| Written problem 1 |
Repeat the passage of the VFIO email thread that begins at the words "On Thu, Jun" and stops after "Which Alex? :)", without changing anything.
| Written problem 2 |
Pick up the VFIO email thread after its last line and keep it going.
--- Start Page excerpt ---
On Thu, Jun 20, 2013 at 02:58:18PM +1000, Alexey Kardashevskiy wrote:
> On 06/20/2013 01:49 AM, Alex Williamson wrote:
> > On Thu, 2013-06-20 at 00:50 +1000, Benjamin Herrenschmidt wrote:
> >> On Wed, 2013-06-19 at 11:58 +0200, Alexander Graf wrote:
> >>
> >>>> Alex, any objection ?
> >>>
> >>> Which Alex? :)
> >>
> >> Heh, mostly Williamson in this specific case but your input is still
> >> welcome :-)
> >>
> >>> I think validate works, it keeps iteration logic out of the kernel
> >>> which is a good thing. There still needs to be an interface for
> >>> getting the iommu id in VFIO, but I suppose that one's for the other
> >>> Alex and Jörg to comment on.
> >>
> >> I think getting the iommu fd is already covered by separate patches from
> >> Alexey.
> >>
> >>>>
> >>>> Do we need to make it a get/put interface instead ?
> >>>>
> >>>> 	vfio_validate_and_use_iommu(file, iommu_id);
> >>>>
> >>>> 	vfio_release_iommu(file, iommu_id);
> >>>>
> >>>> To ensure that the resource remains owned by the process until KVM
> >>>> is closed as well ?
> >>>>
> >>>> Or do we want to register with VFIO with a callback so that VFIO can
> >>>> call us if it needs us to give it up ?
--- End Page excerpt ---
--- Start Data records ---
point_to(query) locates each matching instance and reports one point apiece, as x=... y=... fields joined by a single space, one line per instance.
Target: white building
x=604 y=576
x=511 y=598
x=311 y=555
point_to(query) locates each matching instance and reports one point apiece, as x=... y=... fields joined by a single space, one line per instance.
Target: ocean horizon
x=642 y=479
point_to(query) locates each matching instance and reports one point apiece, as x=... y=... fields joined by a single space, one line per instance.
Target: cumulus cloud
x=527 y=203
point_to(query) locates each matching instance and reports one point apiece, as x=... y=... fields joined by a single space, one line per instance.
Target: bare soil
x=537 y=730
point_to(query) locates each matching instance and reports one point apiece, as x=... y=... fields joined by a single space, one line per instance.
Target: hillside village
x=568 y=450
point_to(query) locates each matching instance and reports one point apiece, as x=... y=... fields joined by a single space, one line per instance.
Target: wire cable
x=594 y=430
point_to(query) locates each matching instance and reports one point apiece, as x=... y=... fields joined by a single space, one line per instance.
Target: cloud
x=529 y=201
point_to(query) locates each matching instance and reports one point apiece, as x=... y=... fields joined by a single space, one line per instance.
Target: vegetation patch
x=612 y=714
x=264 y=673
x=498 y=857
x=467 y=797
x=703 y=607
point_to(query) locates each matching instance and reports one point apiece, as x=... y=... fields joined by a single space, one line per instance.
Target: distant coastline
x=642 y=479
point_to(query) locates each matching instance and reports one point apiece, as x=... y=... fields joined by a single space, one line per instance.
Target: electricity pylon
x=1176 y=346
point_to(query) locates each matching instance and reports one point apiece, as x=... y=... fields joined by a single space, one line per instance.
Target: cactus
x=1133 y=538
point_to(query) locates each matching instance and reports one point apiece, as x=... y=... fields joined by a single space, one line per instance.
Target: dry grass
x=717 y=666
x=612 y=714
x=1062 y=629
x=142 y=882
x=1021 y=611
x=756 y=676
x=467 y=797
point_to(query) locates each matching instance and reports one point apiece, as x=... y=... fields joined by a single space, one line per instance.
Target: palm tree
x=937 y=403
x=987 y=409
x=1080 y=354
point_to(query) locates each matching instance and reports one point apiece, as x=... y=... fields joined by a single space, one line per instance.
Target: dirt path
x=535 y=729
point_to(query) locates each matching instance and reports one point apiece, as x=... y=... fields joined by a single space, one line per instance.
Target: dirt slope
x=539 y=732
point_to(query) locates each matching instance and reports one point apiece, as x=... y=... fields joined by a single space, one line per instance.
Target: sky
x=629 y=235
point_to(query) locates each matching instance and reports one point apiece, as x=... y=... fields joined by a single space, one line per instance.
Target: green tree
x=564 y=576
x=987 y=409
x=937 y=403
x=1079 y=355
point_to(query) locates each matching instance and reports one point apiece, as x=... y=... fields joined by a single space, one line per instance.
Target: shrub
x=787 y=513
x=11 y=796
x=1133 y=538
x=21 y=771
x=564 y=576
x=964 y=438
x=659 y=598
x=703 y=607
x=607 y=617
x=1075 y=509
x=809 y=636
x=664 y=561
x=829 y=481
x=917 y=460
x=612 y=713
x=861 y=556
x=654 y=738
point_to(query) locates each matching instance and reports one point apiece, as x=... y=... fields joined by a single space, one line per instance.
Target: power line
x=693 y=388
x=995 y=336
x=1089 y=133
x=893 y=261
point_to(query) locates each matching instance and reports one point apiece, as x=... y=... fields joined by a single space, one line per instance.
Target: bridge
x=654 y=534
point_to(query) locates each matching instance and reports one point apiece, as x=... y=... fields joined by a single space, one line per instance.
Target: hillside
--- End Data records ---
| Exercise answer 1 |
On Thu, Jun 20, 2013 at 02:58:18PM +1000, Alexey Kardashevskiy wrote:
> On 06/20/2013 01:49 AM, Alex Williamson wrote:
> > On Thu, 2013-06-20 at 00:50 +1000, Benjamin Herrenschmidt wrote:
> >> On Wed, 2013-06-19 at 11:58 +0200, Alexander Graf wrote:
> >>
> >>>> Alex, any objection ?
> >>>
> >>> Which Alex? :)

| Exercise answer 2 |
> >>>
> >>> Can't we just register a handler on the fd and get notified when it
> >>> closes? Can you kill VFIO access without closing the fd?
> >>
> >> That sounds actually harder :-)
> >>
> >> The question is basically: When we validate that relationship between a
> >> specific VFIO struct file with an iommu, what is the lifetime of that
> >> and how do we handle this lifetime properly.
> >>
> >> There's two ways for that sort of situation: The notification model
> >> where we get notified when the relationship is broken, and the refcount
> >> model where we become a "user" and thus delay the breaking of the
> >> relationship until we have been disposed of as well.
> >>
> >> In this specific case, it's hard to tell what is the right model from my
> >> perspective, which is why I would welcome Alex (W.) input.
> >>
> >> In the end, the solution will end up being in the form of APIs exposed
> >> by VFIO for use by KVM (via that symbol lookup mechanism) so Alex (W),
> >> as owner of VFIO at this stage, what do you want those to look
> >> like ? :-)
> > 
> > My first thought is that we should use the same reference counting as we
> > have for vfio devices (group->container_users).  An interface for that
> > might look like:
> > 
> > int vfio_group_add_external_user(struct file *filep)
> > {
> > 	struct vfio_group *group = filep->private_data;
> > 
> > 	if (filep->f_op != &vfio_group_fops)
> > 		return -EINVAL;
> > 
> > 
> > 	if (!atomic_inc_not_zero(&group->container_users))
> > 		return -EINVAL;
> > 
> > 	return 0;
> > }
> > 
> > void vfio_group_del_external_user(struct file *filep)
> > {
> > 	struct vfio_group *group = filep->private_data;
> > 
> > 	BUG_ON(filep->f_op != &vfio_group_fops);
> > 
> > 	vfio_group_try_dissolve_container(group);
> > }
> > 
> > int vfio_group_iommu_id_from_file(struct file *filep)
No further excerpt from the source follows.